## Passage given
Deep PostgreSQL Thoughts: The Linux Assassin

Joe Conway
PostgreSQL

If you run Linux in production for any significant amount of time, you have likely run into the "Linux Assassin" that is, the OOM (out-of-memory) killer. When Linux detects that the system is using too much memory, it will identify processes for termination and, well, assassinate them. The OOM killer has a noble role in ensuring a system does not run out of memory, but this can lead to unintended consequences.

For years the PostgreSQL community has made recommendations on how to set up Linux systems to keep the Linux Assassin away from PostgreSQL processes, which I will describe below. These recommendations carried forward from bare metal machines to virtual machines, but what about containers and Kubernetes?

Below is an explanation of experiments and observations I've made on how the Linux Assassin works in conjunction with containers and Kubernetes, and methods to keep it away from PostgreSQL clusters in your environment.

Community Guidance

The first PostgreSQL community mailing list thread on the topic is circa 2003, and the first commit is right about the same time. The exact method suggested to skirt the Linux OOM Killer has changed slightly since that time, but it was, and currently still is, to avoid memory overcommit  i.e. in recent years by setting vm.overcommit_memory=2.

Avoidance of memory overcommit means that when a PostgreSQL backend process requests memory and the request cannot be met, the kernel returns an error which PostgreSQL handles appropriately. Therefore, although the offending client then receives an error from PostgreSQL, importantly the client connection is not killed, nor are any other PostgreSQL child processes (see below).

## Short problem a
Reproduce all of the object-pointing rows below precisely as they appear, with no changes.
The article on the Linux OOM killer and the rows after it have nothing to do with each other.

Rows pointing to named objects
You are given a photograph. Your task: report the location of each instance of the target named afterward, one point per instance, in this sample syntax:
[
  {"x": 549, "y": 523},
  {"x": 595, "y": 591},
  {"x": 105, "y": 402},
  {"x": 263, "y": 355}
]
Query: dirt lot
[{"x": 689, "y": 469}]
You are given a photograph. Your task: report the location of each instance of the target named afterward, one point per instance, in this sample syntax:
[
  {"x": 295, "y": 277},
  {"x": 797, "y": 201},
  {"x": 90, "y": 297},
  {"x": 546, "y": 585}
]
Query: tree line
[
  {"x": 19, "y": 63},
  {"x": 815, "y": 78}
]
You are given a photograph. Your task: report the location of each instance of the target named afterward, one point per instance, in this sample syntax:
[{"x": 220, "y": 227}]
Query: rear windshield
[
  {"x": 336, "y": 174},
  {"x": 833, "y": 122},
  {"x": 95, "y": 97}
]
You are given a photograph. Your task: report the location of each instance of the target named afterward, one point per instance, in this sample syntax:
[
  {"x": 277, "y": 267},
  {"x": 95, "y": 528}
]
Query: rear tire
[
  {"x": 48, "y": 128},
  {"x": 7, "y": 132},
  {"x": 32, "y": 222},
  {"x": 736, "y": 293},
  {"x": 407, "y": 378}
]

## Short problem b
Answer these questions from the article on the Linux OOM killer:
(i) What does OOM stand for?
(ii) Around what year did the first PostgreSQL community mailing list thread on the topic appear?
(iii) What setting has been used in recent years to avoid memory overcommit?

## Task result a
You are given a photograph. Your task: report the location of each instance of the target named afterward, one point per instance, in this sample syntax:
[
  {"x": 549, "y": 523},
  {"x": 595, "y": 591},
  {"x": 105, "y": 402},
  {"x": 263, "y": 355}
]
Query: dirt lot
[{"x": 689, "y": 469}]
You are given a photograph. Your task: report the location of each instance of the target named afterward, one point per instance, in this sample syntax:
[
  {"x": 295, "y": 277},
  {"x": 797, "y": 201},
  {"x": 90, "y": 297},
  {"x": 546, "y": 585}
]
Query: tree line
[
  {"x": 19, "y": 63},
  {"x": 815, "y": 78}
]
You are given a photograph. Your task: report the location of each instance of the target named afterward, one point per instance, in this sample syntax:
[{"x": 220, "y": 227}]
Query: rear windshield
[
  {"x": 336, "y": 174},
  {"x": 833, "y": 122},
  {"x": 95, "y": 97}
]
You are given a photograph. Your task: report the location of each instance of the target named afterward, one point per instance, in this sample syntax:
[
  {"x": 277, "y": 267},
  {"x": 95, "y": 528}
]
Query: rear tire
[
  {"x": 48, "y": 128},
  {"x": 7, "y": 132},
  {"x": 32, "y": 222},
  {"x": 736, "y": 293},
  {"x": 407, "y": 378}
]

## Task result b
(i) Out-of-memory.
(ii) Circa 2003.
(iii) vm.overcommit_memory=2